[BEGIN Record excerpts]
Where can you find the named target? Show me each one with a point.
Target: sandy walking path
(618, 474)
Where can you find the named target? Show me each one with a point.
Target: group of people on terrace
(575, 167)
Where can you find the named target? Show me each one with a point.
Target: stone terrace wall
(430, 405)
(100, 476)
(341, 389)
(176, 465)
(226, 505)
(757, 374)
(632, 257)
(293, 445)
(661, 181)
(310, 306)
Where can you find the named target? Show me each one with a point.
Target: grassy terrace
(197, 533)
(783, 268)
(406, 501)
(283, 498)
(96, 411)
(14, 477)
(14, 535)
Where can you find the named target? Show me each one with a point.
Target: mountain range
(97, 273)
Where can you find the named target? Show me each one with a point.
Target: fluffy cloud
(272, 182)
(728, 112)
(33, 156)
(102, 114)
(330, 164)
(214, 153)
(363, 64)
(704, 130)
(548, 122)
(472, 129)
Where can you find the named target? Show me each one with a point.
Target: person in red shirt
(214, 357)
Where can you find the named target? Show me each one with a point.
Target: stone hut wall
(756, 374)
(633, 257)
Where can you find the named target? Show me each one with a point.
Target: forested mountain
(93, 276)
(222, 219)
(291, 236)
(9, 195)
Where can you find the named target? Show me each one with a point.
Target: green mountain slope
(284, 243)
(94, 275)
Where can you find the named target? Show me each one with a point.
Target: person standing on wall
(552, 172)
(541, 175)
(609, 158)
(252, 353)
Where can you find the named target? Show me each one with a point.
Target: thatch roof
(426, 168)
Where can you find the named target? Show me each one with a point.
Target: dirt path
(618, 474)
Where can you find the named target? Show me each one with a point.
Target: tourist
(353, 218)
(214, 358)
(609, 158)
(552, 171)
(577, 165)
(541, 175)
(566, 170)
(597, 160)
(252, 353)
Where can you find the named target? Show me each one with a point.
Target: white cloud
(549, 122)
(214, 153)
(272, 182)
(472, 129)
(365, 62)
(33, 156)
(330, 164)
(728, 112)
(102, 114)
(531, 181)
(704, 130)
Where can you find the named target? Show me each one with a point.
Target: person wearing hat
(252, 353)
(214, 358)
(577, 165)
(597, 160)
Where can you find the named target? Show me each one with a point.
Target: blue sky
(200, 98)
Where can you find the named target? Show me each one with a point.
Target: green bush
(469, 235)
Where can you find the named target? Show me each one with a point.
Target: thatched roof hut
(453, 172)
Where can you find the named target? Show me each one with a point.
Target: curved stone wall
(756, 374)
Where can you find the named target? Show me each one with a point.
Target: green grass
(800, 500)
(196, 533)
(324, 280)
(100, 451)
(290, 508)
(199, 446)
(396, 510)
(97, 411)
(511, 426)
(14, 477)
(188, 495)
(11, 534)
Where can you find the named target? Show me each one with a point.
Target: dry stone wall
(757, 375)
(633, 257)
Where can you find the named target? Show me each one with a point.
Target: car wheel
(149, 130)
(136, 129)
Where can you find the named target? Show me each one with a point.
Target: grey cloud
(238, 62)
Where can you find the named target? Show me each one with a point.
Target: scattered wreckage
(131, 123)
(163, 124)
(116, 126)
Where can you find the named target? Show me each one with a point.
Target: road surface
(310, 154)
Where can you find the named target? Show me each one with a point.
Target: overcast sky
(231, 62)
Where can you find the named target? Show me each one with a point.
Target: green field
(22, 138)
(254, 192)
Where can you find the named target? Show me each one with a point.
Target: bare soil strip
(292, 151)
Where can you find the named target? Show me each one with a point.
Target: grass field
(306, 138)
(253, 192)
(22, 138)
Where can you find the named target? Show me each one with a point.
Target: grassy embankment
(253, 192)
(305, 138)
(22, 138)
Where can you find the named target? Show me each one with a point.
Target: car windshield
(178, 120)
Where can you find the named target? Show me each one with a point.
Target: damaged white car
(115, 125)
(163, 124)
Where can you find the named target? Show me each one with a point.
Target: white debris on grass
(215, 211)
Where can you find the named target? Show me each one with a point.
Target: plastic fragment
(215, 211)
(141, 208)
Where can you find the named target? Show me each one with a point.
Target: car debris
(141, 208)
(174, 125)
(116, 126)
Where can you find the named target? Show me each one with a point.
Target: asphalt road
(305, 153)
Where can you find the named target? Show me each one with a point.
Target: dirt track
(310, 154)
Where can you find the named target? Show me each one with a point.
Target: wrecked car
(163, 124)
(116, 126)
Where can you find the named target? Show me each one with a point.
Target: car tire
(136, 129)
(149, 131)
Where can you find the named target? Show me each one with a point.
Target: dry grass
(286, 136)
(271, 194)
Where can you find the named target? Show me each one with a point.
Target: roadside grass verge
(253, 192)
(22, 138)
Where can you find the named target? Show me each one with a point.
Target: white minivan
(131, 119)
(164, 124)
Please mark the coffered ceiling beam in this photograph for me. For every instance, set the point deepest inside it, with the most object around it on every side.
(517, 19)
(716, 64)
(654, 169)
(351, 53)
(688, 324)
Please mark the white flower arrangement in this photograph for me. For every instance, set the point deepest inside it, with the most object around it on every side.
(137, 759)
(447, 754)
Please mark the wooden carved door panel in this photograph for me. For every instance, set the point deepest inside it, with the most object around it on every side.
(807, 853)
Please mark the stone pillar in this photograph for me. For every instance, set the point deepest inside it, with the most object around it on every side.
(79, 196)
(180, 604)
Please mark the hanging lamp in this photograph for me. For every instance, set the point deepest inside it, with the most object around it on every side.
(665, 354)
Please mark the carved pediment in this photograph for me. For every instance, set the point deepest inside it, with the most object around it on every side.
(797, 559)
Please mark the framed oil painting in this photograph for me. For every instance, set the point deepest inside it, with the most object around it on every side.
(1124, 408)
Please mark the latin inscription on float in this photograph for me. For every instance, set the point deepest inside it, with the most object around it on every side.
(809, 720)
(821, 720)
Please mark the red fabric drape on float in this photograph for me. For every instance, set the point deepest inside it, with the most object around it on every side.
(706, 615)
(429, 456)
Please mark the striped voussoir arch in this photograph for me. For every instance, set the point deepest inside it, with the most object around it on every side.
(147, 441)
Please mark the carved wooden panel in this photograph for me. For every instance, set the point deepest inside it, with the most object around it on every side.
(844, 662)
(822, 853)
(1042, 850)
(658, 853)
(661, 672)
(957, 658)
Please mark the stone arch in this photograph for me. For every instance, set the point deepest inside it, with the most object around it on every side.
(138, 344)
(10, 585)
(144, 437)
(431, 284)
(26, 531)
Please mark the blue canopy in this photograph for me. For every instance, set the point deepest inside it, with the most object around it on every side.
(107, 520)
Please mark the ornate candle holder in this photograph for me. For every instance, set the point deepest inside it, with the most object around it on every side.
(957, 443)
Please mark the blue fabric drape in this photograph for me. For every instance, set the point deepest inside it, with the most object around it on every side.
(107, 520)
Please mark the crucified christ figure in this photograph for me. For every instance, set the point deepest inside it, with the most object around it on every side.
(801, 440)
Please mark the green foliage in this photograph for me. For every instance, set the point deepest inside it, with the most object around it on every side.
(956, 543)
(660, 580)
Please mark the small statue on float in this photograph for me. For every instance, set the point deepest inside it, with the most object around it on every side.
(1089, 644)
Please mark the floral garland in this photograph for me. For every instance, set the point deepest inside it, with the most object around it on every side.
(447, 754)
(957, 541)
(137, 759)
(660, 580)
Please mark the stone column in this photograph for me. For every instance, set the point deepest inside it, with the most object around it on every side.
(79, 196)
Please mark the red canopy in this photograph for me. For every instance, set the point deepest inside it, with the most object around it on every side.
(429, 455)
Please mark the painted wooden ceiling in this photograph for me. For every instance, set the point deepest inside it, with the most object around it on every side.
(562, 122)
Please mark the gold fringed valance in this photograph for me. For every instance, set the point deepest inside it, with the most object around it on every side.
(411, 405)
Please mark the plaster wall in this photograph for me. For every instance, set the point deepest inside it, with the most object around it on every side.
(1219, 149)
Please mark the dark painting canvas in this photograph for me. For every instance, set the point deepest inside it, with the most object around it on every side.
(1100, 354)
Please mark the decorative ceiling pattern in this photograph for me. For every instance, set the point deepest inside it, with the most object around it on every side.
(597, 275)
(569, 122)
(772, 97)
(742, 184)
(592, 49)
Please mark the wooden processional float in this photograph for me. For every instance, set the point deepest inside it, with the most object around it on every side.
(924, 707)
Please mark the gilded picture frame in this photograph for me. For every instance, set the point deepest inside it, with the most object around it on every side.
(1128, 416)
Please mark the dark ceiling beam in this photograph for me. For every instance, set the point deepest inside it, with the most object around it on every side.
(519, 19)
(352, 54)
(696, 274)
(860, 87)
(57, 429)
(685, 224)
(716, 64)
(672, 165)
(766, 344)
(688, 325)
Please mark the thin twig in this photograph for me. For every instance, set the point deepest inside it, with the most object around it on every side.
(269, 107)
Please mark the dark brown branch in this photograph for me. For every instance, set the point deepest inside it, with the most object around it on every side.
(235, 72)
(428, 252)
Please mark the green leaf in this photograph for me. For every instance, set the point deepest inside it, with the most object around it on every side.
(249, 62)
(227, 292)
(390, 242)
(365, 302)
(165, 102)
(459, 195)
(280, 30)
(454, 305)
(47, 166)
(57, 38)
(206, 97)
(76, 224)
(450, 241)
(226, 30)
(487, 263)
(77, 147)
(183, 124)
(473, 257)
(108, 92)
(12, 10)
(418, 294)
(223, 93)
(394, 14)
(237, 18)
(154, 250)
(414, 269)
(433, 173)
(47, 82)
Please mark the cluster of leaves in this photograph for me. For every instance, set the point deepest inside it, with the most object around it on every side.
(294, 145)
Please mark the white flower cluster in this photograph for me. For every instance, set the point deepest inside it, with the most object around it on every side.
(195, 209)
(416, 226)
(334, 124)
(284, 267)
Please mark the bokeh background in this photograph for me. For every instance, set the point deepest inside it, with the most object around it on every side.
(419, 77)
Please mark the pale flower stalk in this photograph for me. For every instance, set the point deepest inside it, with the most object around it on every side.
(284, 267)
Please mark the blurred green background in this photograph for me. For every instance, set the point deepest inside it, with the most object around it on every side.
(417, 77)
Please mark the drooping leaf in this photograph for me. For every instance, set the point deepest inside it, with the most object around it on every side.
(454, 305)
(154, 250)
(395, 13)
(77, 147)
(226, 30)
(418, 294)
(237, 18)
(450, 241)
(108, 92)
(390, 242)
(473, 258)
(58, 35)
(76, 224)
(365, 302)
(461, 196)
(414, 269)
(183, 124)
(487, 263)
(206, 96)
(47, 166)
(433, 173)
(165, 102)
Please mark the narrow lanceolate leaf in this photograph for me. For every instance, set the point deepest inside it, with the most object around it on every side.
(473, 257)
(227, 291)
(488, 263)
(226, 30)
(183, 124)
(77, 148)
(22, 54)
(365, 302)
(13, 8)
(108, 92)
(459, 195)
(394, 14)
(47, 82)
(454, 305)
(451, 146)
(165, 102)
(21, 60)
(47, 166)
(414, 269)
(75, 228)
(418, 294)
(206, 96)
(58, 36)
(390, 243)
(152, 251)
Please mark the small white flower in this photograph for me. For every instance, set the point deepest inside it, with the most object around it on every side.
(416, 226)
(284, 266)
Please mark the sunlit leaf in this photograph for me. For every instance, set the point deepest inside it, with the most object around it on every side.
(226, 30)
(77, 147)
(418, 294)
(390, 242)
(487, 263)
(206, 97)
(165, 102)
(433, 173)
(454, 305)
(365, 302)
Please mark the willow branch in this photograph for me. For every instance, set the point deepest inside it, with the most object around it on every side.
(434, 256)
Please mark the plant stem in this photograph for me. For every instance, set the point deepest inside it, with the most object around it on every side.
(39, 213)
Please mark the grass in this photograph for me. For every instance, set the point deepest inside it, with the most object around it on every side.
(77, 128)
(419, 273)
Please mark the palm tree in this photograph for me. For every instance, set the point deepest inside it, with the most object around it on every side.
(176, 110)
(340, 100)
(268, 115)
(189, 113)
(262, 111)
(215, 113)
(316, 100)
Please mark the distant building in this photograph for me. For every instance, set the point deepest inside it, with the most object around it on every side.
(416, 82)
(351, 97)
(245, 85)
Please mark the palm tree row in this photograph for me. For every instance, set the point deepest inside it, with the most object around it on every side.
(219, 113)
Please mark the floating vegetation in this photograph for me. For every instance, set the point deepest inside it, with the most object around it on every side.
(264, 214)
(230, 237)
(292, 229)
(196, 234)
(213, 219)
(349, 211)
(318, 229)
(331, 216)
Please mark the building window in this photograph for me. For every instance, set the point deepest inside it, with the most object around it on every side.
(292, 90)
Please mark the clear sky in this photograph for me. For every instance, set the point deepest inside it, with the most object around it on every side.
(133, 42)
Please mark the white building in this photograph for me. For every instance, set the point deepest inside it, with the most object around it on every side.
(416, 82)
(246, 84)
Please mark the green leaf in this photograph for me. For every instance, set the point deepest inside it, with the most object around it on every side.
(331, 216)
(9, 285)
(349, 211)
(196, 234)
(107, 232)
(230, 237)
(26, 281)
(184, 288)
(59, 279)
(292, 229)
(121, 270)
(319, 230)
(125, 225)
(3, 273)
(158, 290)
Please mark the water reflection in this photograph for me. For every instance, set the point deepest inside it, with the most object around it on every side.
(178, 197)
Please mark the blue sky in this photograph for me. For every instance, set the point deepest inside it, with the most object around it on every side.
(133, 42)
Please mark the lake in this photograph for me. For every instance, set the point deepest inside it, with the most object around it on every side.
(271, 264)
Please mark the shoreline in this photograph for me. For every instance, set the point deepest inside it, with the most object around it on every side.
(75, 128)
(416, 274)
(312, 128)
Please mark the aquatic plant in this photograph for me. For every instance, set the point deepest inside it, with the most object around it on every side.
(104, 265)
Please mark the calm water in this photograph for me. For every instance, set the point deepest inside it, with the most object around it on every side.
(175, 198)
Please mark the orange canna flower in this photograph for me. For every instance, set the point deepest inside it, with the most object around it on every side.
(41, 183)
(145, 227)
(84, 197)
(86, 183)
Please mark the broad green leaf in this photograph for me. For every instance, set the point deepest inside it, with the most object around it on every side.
[END Record excerpts]
[Description of the task] Repeat only what runs from the line holding "Please mark the aquatic" to the end of the data, keeping every line exactly as written, first and last included.

[Reply]
Please mark the aquatic plant in this photograph for me. For every instance, set the point deepest inside it, with the most object around it on every side.
(104, 265)
Please mark the calm water in this photograph for me. For every instance, set the point deepest inside it, with the most object around it on every side.
(175, 198)
Please mark the orange canna flower in this photograph for me. For every instance, set the point deepest inside it, with the most object around it on every side.
(41, 183)
(145, 227)
(84, 197)
(86, 183)
Please mark the broad green leaf in this photograph for me. For every instance, set the point deepest inside it, with the most object around it on every side.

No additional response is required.